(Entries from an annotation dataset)
###
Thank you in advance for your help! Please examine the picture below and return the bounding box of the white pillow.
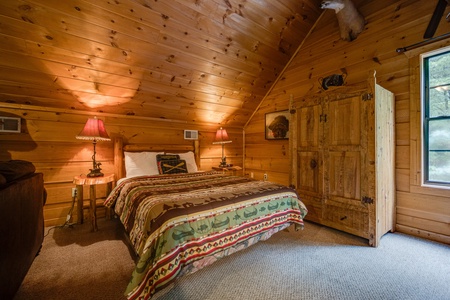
[166,151,198,173]
[124,152,164,178]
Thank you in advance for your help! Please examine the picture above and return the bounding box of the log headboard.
[114,138,200,180]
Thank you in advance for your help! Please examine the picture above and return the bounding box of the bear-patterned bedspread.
[105,171,307,299]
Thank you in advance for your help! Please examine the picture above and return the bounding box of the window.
[422,48,450,188]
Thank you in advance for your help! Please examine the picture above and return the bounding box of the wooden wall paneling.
[0,104,243,226]
[246,1,450,242]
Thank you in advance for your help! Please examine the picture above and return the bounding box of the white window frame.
###
Rewrite the material above, replacing "examine" with "inspect" everywhere and changing nothing else. Omit the pictures from your answer.

▶ [THE RESPONSE]
Thank you in advance for your help! Please inspect the picture below and return the bounding box of the white pillow.
[166,151,198,173]
[124,152,164,178]
Thank you in advance for your help! Please inspect the picture above and return the bounding box of the log headboard.
[114,138,200,180]
Thank you in advance for your help! Please inspect the picture above and return the bounding box of the bear-patterned bedspread.
[105,171,307,299]
Thank you in advance for your help! Please inspect the picture above and return the bounding box of the window.
[422,48,450,188]
Thank you in advance for your help! Please inspect the picture above and return the bounding box of the wooden wall paneling.
[0,104,243,226]
[246,1,450,242]
Thank you in advance for your help! Please inspect the picture above and return the bounding box of the white window frame.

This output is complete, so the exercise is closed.